--- REQUIRED WORK ---
Down to the final line, return the records unchanged.

Records drawn from a dataset:
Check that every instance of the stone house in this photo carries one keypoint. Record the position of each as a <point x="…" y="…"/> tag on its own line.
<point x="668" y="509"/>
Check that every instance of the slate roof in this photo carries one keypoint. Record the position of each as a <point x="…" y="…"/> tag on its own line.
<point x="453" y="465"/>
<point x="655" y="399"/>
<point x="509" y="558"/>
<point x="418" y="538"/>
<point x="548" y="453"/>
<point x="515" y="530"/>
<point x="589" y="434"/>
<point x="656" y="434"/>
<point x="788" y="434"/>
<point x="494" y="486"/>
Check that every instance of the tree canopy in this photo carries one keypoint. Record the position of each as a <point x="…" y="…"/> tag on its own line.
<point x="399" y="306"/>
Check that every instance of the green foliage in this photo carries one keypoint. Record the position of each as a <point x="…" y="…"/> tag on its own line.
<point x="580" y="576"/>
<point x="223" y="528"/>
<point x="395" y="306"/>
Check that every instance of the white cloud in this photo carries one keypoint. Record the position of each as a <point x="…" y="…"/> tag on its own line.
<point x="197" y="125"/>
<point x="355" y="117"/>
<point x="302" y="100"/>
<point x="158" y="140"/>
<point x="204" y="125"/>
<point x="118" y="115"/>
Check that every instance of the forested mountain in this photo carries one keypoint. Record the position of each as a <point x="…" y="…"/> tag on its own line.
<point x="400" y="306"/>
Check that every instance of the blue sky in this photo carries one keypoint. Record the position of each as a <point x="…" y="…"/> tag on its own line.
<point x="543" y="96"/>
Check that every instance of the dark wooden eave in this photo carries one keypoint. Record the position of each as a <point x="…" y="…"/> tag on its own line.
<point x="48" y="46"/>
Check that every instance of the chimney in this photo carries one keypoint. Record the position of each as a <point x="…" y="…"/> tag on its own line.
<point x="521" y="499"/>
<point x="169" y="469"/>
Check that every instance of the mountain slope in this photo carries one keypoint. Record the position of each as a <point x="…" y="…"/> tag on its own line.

--- TASK SOLUTION ---
Check that every instance of the stone house in this photo carries one keypoint. Record the position of each as a <point x="…" y="…"/> tag on its own line.
<point x="668" y="509"/>
Check that every instance of the slate roof in this photo carries one keypoint. Record the position of each as a <point x="…" y="…"/> tag on its own line.
<point x="453" y="465"/>
<point x="655" y="399"/>
<point x="509" y="558"/>
<point x="418" y="538"/>
<point x="548" y="453"/>
<point x="515" y="530"/>
<point x="589" y="434"/>
<point x="656" y="434"/>
<point x="788" y="434"/>
<point x="494" y="486"/>
Check that every instance of the tree canopy in this photo carries one keypoint. Record the position of each as a <point x="…" y="…"/> tag on its own line.
<point x="399" y="306"/>
Check that every instance of the green foliage in this photo carries one keypoint. Record the position of each as a <point x="…" y="…"/> tag on its own line.
<point x="580" y="576"/>
<point x="223" y="528"/>
<point x="395" y="306"/>
Check that every instance of the white cloud in this photo carries one keypoint. Record the position of each as a <point x="…" y="…"/> tag on its own line.
<point x="197" y="125"/>
<point x="355" y="117"/>
<point x="302" y="100"/>
<point x="158" y="140"/>
<point x="204" y="125"/>
<point x="118" y="115"/>
Check that every instance of the forested mountain in this photo carries one keypoint. Record the position of each as a <point x="…" y="…"/> tag on its own line.
<point x="400" y="306"/>
Check that every instance of the blue sky in this photo carries one keypoint. Record the position of each as a <point x="…" y="…"/> tag on its own line.
<point x="543" y="96"/>
Check that every instance of the dark wooden eave in this photo carries one keypoint. Record the position of each as a <point x="…" y="…"/> tag on its own line.
<point x="48" y="46"/>
Check that every instance of the chimney in this photo carries one keypoint. Record the position of each as a <point x="…" y="…"/> tag on its own line.
<point x="521" y="499"/>
<point x="169" y="469"/>
Check that every instance of the mountain slope in this photo carries one keypoint. Record the position of each as a <point x="…" y="…"/> tag on its own line.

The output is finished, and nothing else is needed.